Exercise task>
Exclude the pictures and reproduce the remaining data exactly as written.

BEGIN Supplied information

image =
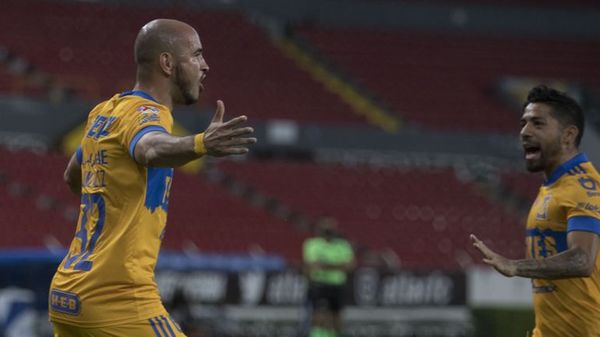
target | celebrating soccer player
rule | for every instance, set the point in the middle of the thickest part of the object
(564, 222)
(123, 169)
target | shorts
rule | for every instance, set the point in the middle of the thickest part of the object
(326, 296)
(160, 326)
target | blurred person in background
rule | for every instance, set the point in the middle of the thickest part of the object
(123, 170)
(328, 258)
(564, 222)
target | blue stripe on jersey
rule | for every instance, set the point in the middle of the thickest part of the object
(139, 135)
(584, 224)
(138, 93)
(154, 327)
(171, 332)
(158, 185)
(162, 328)
(560, 239)
(79, 155)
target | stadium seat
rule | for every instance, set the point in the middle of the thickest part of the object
(446, 81)
(248, 71)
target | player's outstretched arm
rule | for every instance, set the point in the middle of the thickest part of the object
(219, 139)
(577, 261)
(72, 175)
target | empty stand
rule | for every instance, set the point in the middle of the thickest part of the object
(424, 215)
(202, 213)
(447, 81)
(216, 221)
(525, 185)
(90, 47)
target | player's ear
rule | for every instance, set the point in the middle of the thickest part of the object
(167, 63)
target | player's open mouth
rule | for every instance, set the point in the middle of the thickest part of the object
(200, 85)
(532, 151)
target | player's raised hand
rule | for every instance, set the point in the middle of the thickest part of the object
(227, 138)
(503, 265)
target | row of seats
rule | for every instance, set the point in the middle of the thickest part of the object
(35, 204)
(89, 47)
(423, 215)
(448, 81)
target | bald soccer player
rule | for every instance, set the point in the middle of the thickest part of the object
(123, 170)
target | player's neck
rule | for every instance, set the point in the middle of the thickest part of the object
(161, 96)
(563, 158)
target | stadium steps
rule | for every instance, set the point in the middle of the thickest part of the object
(361, 104)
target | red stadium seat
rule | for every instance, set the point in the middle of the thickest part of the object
(424, 215)
(248, 71)
(447, 81)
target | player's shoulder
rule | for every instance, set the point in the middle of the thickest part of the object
(134, 106)
(581, 180)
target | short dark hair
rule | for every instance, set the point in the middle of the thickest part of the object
(565, 109)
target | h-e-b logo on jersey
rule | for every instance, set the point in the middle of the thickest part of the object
(542, 213)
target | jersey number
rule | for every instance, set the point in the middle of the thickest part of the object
(94, 213)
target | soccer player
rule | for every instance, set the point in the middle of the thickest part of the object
(123, 169)
(327, 260)
(564, 221)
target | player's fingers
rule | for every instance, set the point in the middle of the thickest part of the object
(218, 116)
(230, 124)
(236, 150)
(241, 132)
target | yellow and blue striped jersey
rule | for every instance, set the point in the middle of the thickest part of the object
(107, 276)
(569, 200)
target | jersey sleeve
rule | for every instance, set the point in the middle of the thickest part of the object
(143, 119)
(583, 205)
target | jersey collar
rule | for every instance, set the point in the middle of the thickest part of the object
(138, 93)
(565, 167)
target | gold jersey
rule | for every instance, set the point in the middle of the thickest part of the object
(569, 200)
(107, 277)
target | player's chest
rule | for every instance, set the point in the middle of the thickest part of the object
(547, 212)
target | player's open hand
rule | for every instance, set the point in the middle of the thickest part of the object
(503, 265)
(227, 138)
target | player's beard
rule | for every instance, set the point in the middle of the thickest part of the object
(548, 152)
(185, 88)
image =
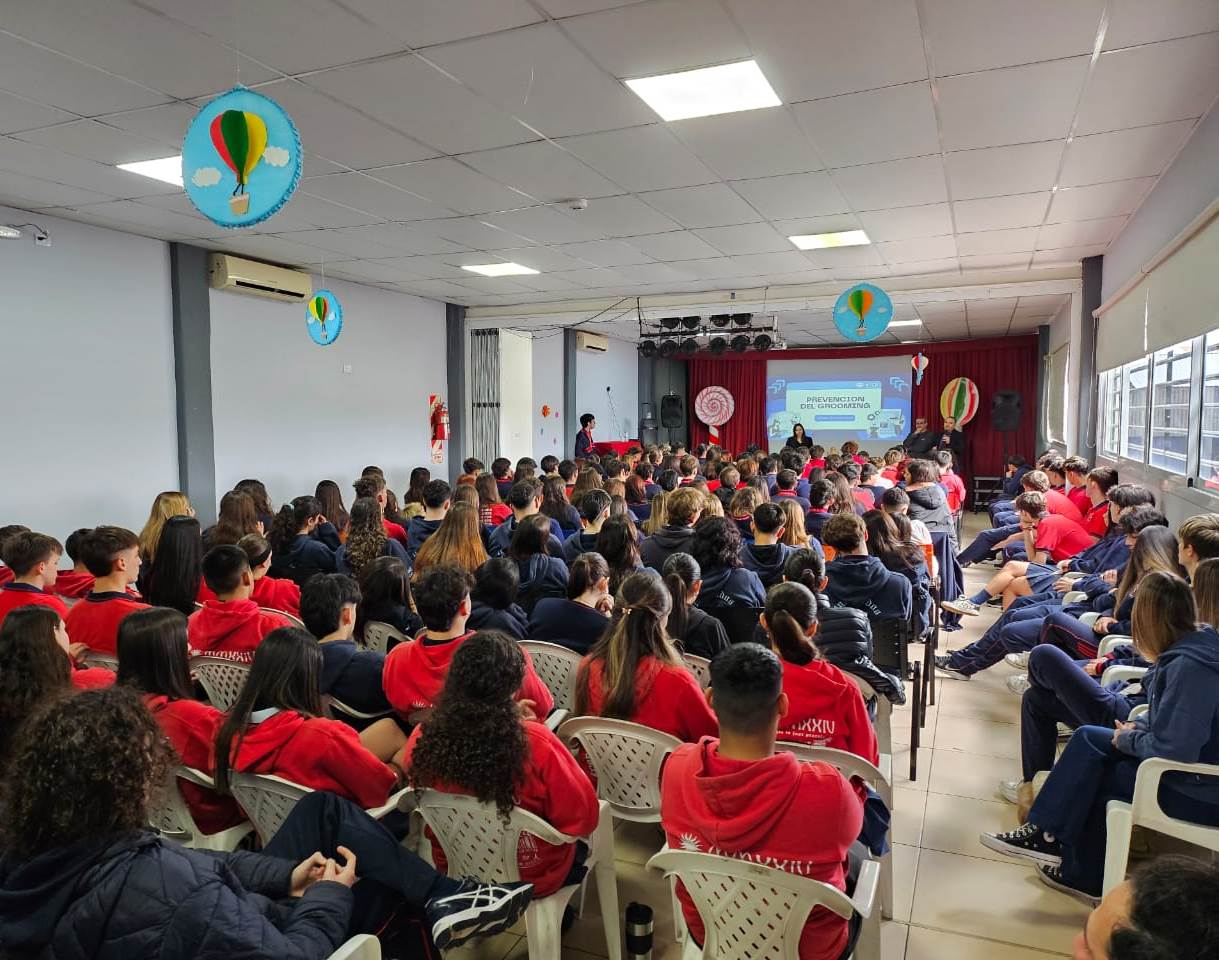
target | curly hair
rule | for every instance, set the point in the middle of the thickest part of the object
(474, 738)
(366, 540)
(83, 768)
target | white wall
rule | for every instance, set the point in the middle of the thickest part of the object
(87, 377)
(618, 369)
(285, 412)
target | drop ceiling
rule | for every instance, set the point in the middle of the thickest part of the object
(969, 138)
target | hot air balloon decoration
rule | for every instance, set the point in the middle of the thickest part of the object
(863, 312)
(323, 318)
(240, 158)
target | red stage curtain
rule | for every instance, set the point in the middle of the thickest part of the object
(1003, 363)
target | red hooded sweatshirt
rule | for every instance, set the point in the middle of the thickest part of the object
(313, 752)
(190, 727)
(94, 620)
(415, 674)
(555, 788)
(762, 811)
(667, 698)
(231, 629)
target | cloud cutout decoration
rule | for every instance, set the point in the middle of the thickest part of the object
(206, 177)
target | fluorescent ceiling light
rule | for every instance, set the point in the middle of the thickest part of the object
(167, 169)
(499, 269)
(706, 91)
(824, 241)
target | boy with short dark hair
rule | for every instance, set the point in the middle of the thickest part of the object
(33, 559)
(232, 625)
(112, 557)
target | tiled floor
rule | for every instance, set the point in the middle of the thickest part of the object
(953, 898)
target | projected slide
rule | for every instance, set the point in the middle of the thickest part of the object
(867, 400)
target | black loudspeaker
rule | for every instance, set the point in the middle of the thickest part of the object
(672, 412)
(1007, 407)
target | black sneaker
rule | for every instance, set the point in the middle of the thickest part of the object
(476, 910)
(1028, 843)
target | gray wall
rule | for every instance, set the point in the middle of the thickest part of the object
(87, 373)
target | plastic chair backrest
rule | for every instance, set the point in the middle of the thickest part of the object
(556, 667)
(378, 635)
(222, 679)
(627, 759)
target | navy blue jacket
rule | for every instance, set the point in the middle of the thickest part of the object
(566, 623)
(863, 584)
(142, 897)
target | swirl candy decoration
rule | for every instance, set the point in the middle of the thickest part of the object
(714, 407)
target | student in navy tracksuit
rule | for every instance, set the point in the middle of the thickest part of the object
(1066, 830)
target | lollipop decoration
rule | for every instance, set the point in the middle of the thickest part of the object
(714, 407)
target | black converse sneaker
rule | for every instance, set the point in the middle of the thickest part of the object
(1028, 843)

END Supplied information

Task response>
image =
target | celebrating soccer player
rule | for every instance, set the point in the middle of the thickest part of the object
(564, 222)
(123, 169)
target | shorts
rule | for every instance, set the point in the middle of the thickest part of the object
(326, 296)
(160, 326)
target | blurred person in background
rule | for every instance, set the point in the middle of the thickest part of the object
(123, 170)
(328, 258)
(564, 222)
target | blue stripe on jersey
rule | for every instance, set the point in the middle of the thickest part of the object
(139, 135)
(584, 224)
(138, 93)
(154, 327)
(171, 332)
(158, 185)
(162, 328)
(560, 239)
(79, 155)
target | stadium seat
rule | for every instance, set the point in the middle of the thickest part of the object
(446, 81)
(248, 71)
target | player's outstretched arm
rule | for every instance, set the point in the middle of the thickest part of the object
(219, 139)
(577, 261)
(72, 175)
target | empty stand
rule | for every instance, set the point in the middle of the thickest part of the object
(424, 215)
(202, 213)
(447, 81)
(216, 221)
(525, 185)
(90, 47)
target | player's ear
rule | for every instance, set the point in the middle of the thickest part of the object
(167, 63)
target | player's open mouth
rule | for every instance, set the point in the middle of the thickest part of the object
(200, 85)
(532, 151)
target | player's raised hand
rule | for every instance, set the point in the middle of the thickest part of the object
(227, 138)
(503, 265)
target | row of seats
rule | for every instance, set the point in the middle of the thickest part of the object
(35, 204)
(89, 47)
(423, 215)
(448, 81)
target | bald soccer player
rule | for every instance, set the point in the middle of the thickest part of the object
(123, 170)
target | player's neck
rule | for every instance, set the point in the middle of the thickest part of the object
(161, 96)
(563, 158)
target | stadium steps
rule | for every instance, set the point in the middle of the thickest part of the object
(361, 104)
target | red stadium seat
rule | for every instance, set the point in the middle of the thickest part of the object
(424, 215)
(248, 71)
(447, 81)
target | player's shoulder
rule | for every instance, set the point in the middle of the thickest part of the object
(134, 106)
(581, 180)
target | short dark hair
rule | for every instance, set the point in the middle of the thickest part of the object
(565, 109)
target | h-e-b logo on jersey
rule | for every instance, set the point in the middle of the thickest part of the object
(542, 213)
target | jersey number
rule | for every instance, set the point in the middle of the thickest part of the object
(94, 213)
target | soccer player
rule | for every instance, set the point in the middle of the thickest part of the object
(123, 169)
(327, 260)
(564, 221)
target | player's fingers
rule | for every instance, set the point in the middle of the thickest part of the object
(218, 116)
(230, 124)
(236, 150)
(241, 132)
target | yellow and blue striped jersey
rule | for every instance, set the point in the middle of the thickest part of the object
(107, 276)
(569, 200)
target | jersey sleeve
rule | for every instance, set the point in the middle of the thickest part of the object
(143, 119)
(583, 205)
target | jersey collar
rule | for every instance, set the point in the middle of the thickest part of the object
(138, 93)
(565, 167)
target | gold jersey
rule | for every instance, set the point in the middle of the thickest part of the object
(569, 200)
(107, 277)
target | player's chest
rule | for every instance, set the point in the middle of the thickest part of the object
(547, 212)
target | player's open hand
rule | for every instance, set the point in the middle of the thickest part of the object
(503, 265)
(227, 138)
target | player's beard
rule | for every instance, set the point in the middle of the thickest part of the object
(548, 152)
(185, 88)
image =
target | curly hair
rule | for every instance, set the point in the middle of the thickest part of the object
(474, 738)
(366, 540)
(83, 768)
target | white wall
rule | for every instance, set the point in the middle of the thickest part of the object
(87, 377)
(618, 369)
(285, 412)
target | drop ceiling
rule | for every instance, set the point in the middle of the thickest part of the object
(969, 138)
target | hot air balloon decoration
rule | for every instance, set the point in the middle of the thickest part of the object
(863, 312)
(323, 318)
(240, 158)
target | red stage curtain
rule | for every instance, set the point in the middle of the thickest part of the object
(1003, 363)
target | red hooded sweatshirt
rule | for every instance, set the point in the middle of the thickest part of the object
(313, 752)
(190, 727)
(94, 620)
(415, 674)
(555, 788)
(762, 811)
(667, 698)
(231, 629)
target | cloud cutout decoration
rule | for every instance, set the point in the middle of the thickest part of the object
(206, 177)
target | fluorescent ceiling light
rule | for every instance, set the point in the middle of the thickest part of the object
(167, 169)
(499, 269)
(706, 91)
(824, 241)
target | boy with short dark hair
rule | for every instance, set the point in the middle of the thickest part of the object
(33, 559)
(232, 625)
(112, 557)
target | tiled floor
rule | for every instance, set the point in the middle of the thickest part of the object
(953, 898)
target | projected slide
rule | for every instance, set the point in the middle of the thickest part of the object
(867, 400)
target | black loudspeaker
rule | for every instance, set the point in the middle of the thickest part of the object
(672, 412)
(1007, 407)
target | black sneaker
rule | for every instance, set the point in the middle of the thickest part of the object
(476, 910)
(1028, 843)
target | gray wall
rule | for every instance, set the point in the middle of the thickest part of the object
(87, 373)
target | plastic chair backrest
rule | for every instance, set the point in the middle of the thickest part of the object
(556, 667)
(378, 635)
(222, 679)
(627, 759)
target | navy blue jacket
rule | for every instance, set the point in the middle of the thickest part of the object
(566, 623)
(863, 584)
(142, 897)
target | swirl candy decoration
rule | for every instance, set the point in the middle of the thickest part of the object
(714, 407)
target | student in navy tracksuit
rule | for every instance, set the point in the middle of the thickest part of the object
(1066, 830)
target | lollipop decoration
rule | for every instance, set the point in the middle of the thickest part of the object
(714, 407)
target | black converse sneaker
rule | for every instance, set the point in the middle of the thickest part of the object
(1028, 843)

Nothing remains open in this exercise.